Excerpts from segmentation records:

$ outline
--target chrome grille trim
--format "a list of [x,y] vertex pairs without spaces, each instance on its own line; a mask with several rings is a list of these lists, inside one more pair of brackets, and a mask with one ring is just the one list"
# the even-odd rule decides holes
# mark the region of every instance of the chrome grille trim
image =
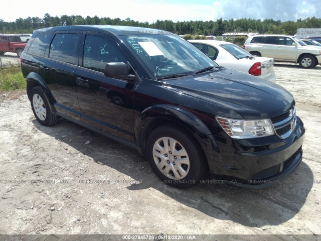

SHORT PROBLEM: Please pick out every line in the items above that contains the string "grille" and copy each one. Case matters.

EXERCISE SOLUTION:
--target chrome grille trim
# mark the region of every instance of the chrome grille trim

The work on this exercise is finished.